> [Task brief]
Convert all of the entries below into a numbered list, one line per item, with blank lines dropped and the picture left out.

> [Records supplied]
<<<<

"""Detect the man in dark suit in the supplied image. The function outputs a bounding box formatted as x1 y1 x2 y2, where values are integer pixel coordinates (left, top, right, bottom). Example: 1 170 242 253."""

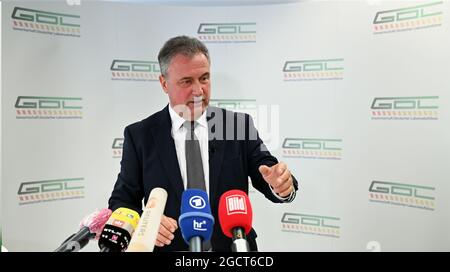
109 36 298 251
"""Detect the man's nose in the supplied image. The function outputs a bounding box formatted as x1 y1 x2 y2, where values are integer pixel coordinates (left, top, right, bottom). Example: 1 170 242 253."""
192 82 203 96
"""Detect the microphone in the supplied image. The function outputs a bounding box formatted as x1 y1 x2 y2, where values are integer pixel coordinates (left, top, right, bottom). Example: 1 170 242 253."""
178 189 214 252
209 139 216 154
98 207 139 252
218 190 253 252
54 208 111 252
127 188 167 252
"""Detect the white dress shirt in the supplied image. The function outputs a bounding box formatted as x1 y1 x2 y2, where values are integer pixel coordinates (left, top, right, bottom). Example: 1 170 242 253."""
169 105 296 201
169 106 209 196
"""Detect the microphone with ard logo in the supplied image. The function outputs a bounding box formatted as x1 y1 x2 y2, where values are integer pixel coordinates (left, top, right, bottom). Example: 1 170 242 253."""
178 189 214 252
219 190 253 252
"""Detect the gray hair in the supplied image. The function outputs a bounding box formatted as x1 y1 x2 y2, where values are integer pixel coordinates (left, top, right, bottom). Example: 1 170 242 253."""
158 36 211 76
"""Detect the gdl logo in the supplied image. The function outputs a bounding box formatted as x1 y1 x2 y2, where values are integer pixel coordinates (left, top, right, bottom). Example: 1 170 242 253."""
373 1 443 34
197 23 256 43
11 7 80 37
110 59 161 81
189 196 206 210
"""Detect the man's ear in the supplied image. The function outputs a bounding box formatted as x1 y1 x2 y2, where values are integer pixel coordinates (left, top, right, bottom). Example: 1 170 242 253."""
159 75 169 93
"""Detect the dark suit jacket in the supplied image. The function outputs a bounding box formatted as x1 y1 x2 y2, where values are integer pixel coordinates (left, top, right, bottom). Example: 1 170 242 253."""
109 106 298 251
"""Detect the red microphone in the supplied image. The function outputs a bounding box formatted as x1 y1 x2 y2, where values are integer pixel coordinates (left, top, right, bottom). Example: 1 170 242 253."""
219 190 253 252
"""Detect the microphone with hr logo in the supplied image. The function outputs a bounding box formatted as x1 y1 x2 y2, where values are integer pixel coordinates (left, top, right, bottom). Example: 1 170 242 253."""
178 189 214 252
219 190 253 252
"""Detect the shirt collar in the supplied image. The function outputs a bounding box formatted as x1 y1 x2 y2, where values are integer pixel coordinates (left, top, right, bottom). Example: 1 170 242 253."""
169 104 208 131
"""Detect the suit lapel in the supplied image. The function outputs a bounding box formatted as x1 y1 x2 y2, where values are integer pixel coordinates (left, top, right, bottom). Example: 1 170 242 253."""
152 106 184 201
206 107 225 203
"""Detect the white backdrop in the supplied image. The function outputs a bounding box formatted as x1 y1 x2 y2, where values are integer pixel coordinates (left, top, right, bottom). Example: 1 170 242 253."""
0 0 450 251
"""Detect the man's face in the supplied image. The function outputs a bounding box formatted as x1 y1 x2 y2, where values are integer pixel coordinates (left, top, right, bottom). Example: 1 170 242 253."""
159 53 211 120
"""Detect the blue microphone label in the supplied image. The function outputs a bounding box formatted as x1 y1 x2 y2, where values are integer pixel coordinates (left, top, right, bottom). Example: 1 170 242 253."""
189 196 206 209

>>>>

> [Final answer]
1. """Detect the man in dark suit in the supplied image. The function outputs a bounding box formatted as x1 y1 x2 y2, where values are integer pixel coordinates (left, top, right, bottom). Example: 1 170 242 253."""
2. 109 36 298 251
3. """Detect the man's nose in the supplied image. The function outputs a bounding box formatted as x1 y1 x2 y2, where values are integer pixel coordinates (left, top, right, bottom). Example: 1 170 242 253."""
4. 192 82 203 96
5. """Detect the microphone in the supplied image. The function outputs a bounding box formatted as x1 y1 x2 y2, where values are integer pixel coordinates (left, top, right, bottom). Example: 1 170 242 253."""
6. 178 189 214 252
7. 209 139 216 154
8. 98 207 139 252
9. 218 190 253 252
10. 54 208 111 252
11. 127 188 167 252
12. """Detect the white dress shirt in the supplied image. The function outputs a bounding box formatted as x1 y1 x2 y2, where values are integer pixel coordinates (left, top, right, bottom). Example: 1 170 242 253."""
13. 169 105 296 201
14. 169 106 209 196
15. """Detect the microphone with ard logo in the supplied image. The function outputs a bounding box formatted as x1 y1 x2 y2, where values are integer pixel coordinates (left, top, right, bottom). Example: 1 170 242 253."""
16. 178 189 214 252
17. 219 190 253 252
18. """Detect the gray hair in the supplied image. The function outputs a bounding box formatted as x1 y1 x2 y2, where values are integer pixel coordinates (left, top, right, bottom). Example: 1 170 242 253."""
19. 158 36 211 76
20. """Detect the gdl logo in the supplied image. The function outputs a bounding box formatted as x1 y1 x2 y2, where values are integer pixel coordinates (left, top, right, bottom). Example: 1 170 242 253."""
21. 373 1 443 34
22. 197 23 256 43
23. 11 7 80 37
24. 110 59 161 81
25. 189 196 206 210
26. """Detect the man's ear in the supplied image. The function outputs a bounding box formatted as x1 y1 x2 y2, where values are integer pixel coordinates (left, top, right, bottom). Example: 1 170 242 253."""
27. 159 75 169 93
28. """Detect the dark suit jacket in the supplied image. The function outputs a bounding box formatted as x1 y1 x2 y2, where values are integer pixel coordinates (left, top, right, bottom). Example: 1 170 242 253."""
29. 109 106 298 251
30. """Detect the red microphone in the supplied image. The function outputs a bounding box formatted as x1 y1 x2 y2, where values are integer pixel coordinates (left, top, right, bottom). Example: 1 170 242 253."""
31. 219 190 253 252
32. """Detect the microphone with hr logo in the supplied image. The function outputs a bounding box formatted as x1 y1 x2 y2, where values are integer pixel coordinates (left, top, right, bottom). Example: 1 170 242 253."""
33. 178 189 214 252
34. 219 190 253 252
35. """Detect the shirt collar in the supplied image. The function outputs a bounding box formatted as x1 y1 x2 y2, where values are integer pixel coordinates (left, top, right, bottom). Example: 1 170 242 253."""
36. 169 104 208 131
37. """Detect the suit lapel in the supplied image. The function outputs a bounding box formatted as x1 y1 x2 y2, where values are integer pixel coordinates (left, top, right, bottom). Example: 1 170 242 253."""
38. 152 106 184 201
39. 206 107 225 203
40. """Detect the white backdrop in the supplied image. The function outputs a bounding box formatted as x1 y1 x2 y2, where values are integer pixel coordinates (left, top, right, bottom). Example: 1 170 242 253."""
41. 0 0 450 251
42. """Detect the man's face in the supplied image. The function outputs a bounding box formatted as x1 y1 x2 y2, where values are integer pixel coordinates (left, top, right, bottom). Example: 1 170 242 253."""
43. 159 53 211 120
44. """Detect the blue microphone label in the supplied image. The function outputs a bounding box formatted as x1 y1 x2 y2, where values are integer pixel coordinates (left, top, right, bottom). Example: 1 170 242 253."""
45. 189 196 206 209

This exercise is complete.